[Collection entries]
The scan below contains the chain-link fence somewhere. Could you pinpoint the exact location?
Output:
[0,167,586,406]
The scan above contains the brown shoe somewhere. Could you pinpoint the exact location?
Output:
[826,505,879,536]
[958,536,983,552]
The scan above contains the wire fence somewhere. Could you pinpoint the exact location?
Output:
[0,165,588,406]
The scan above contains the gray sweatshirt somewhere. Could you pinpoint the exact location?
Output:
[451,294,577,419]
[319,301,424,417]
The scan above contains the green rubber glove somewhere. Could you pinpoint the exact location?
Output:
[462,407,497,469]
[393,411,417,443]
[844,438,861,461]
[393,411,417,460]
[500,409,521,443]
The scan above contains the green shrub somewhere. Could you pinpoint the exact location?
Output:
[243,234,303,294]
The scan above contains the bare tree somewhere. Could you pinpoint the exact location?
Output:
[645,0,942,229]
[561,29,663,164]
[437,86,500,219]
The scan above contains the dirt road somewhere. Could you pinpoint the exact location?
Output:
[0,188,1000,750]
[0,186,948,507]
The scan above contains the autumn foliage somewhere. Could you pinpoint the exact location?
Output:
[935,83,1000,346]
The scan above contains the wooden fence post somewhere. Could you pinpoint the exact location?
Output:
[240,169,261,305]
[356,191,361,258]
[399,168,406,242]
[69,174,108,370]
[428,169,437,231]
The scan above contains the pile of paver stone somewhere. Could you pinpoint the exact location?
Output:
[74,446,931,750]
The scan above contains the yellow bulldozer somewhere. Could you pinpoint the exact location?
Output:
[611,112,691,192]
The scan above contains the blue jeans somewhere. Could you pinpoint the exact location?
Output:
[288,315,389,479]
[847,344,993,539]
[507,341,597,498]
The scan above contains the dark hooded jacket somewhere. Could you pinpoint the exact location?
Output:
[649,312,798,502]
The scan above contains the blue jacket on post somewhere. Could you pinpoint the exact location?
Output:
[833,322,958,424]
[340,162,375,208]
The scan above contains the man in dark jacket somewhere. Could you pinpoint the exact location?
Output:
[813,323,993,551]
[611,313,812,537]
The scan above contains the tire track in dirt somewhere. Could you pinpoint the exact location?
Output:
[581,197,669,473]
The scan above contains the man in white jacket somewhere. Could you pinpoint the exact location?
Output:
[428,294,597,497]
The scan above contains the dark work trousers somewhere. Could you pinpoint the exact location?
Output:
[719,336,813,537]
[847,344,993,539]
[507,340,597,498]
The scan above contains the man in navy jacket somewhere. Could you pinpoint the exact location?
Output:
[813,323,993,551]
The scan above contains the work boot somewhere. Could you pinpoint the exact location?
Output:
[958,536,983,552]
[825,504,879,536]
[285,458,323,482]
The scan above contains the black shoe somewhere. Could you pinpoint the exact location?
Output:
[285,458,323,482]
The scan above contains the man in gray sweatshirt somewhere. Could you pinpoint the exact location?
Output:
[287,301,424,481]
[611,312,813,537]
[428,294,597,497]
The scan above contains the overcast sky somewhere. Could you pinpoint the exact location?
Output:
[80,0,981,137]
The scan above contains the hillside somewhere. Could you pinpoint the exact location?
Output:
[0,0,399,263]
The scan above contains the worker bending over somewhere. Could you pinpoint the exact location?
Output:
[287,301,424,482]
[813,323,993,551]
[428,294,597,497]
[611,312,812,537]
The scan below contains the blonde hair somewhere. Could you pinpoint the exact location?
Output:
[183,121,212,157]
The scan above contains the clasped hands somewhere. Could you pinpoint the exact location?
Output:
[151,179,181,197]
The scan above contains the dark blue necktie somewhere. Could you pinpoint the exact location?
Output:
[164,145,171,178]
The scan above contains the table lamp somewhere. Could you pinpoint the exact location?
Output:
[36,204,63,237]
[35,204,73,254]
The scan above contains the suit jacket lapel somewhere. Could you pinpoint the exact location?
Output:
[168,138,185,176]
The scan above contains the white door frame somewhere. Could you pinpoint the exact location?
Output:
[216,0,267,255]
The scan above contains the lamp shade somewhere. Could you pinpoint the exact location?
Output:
==
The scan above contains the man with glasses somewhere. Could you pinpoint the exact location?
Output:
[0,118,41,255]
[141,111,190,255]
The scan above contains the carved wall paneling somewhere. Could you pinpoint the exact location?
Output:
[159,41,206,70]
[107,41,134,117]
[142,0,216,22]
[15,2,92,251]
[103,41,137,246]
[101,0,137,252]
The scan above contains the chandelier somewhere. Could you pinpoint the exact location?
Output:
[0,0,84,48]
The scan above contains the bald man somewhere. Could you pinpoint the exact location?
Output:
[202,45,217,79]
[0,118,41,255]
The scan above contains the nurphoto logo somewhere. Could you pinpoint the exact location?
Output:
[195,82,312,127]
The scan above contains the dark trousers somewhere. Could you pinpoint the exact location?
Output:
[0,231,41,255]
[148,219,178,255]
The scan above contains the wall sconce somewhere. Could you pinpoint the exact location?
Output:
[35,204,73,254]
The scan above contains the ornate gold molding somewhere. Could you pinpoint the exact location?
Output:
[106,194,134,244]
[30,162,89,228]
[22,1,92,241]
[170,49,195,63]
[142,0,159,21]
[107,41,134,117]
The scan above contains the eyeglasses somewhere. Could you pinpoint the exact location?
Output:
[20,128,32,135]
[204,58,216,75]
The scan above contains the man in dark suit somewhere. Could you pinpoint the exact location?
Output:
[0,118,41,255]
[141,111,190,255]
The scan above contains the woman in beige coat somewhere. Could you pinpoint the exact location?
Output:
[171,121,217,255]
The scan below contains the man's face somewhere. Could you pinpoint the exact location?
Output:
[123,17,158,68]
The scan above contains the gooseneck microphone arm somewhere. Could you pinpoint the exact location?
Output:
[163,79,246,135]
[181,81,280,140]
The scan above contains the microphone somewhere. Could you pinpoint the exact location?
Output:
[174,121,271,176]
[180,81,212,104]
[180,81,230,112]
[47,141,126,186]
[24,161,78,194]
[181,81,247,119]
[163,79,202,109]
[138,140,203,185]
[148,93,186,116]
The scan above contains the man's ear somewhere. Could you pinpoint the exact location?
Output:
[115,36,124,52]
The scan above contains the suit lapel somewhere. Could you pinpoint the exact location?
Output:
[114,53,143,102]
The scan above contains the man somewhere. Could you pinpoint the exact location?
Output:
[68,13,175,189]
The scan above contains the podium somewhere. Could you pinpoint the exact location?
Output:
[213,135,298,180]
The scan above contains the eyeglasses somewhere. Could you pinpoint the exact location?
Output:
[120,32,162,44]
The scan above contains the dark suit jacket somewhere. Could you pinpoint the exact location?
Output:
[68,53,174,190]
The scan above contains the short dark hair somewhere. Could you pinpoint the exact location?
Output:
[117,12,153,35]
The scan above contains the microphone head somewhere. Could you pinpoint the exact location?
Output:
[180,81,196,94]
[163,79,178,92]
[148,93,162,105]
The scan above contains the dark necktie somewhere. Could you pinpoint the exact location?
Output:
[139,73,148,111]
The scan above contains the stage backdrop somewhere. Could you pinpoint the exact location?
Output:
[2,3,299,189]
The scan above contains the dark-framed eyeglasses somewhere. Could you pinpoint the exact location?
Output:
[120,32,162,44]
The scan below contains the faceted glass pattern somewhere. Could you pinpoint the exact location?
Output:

§ **WORK INSTRUCTIONS**:
Could you rescale the lines above, starting at the one containing "The scan below contains the chain-link" and ending at the one containing "[319,301,424,417]"? Repeat every line in full, and multiply each coordinate in the answers by 2, rounding to whole numbers with halves going up.

§ **SOLUTION TO THE PROBLEM**:
The scan below contains the chain-link fence somewhere. Could you pinpoint the exact location?
Output:
[0,334,1172,812]
The scan above contains the brown shoe somewhere. Could you pinpoint the exact location?
Output:
[1652,1010,1758,1072]
[1916,1072,1966,1104]
The scan above contains the wire fence somewhere. Could you pinpoint the exact location?
Output:
[0,330,1176,812]
The scan above contains the gray sweatshirt somewhere. Could you pinpoint the exact location?
Output:
[902,588,1154,838]
[638,602,848,834]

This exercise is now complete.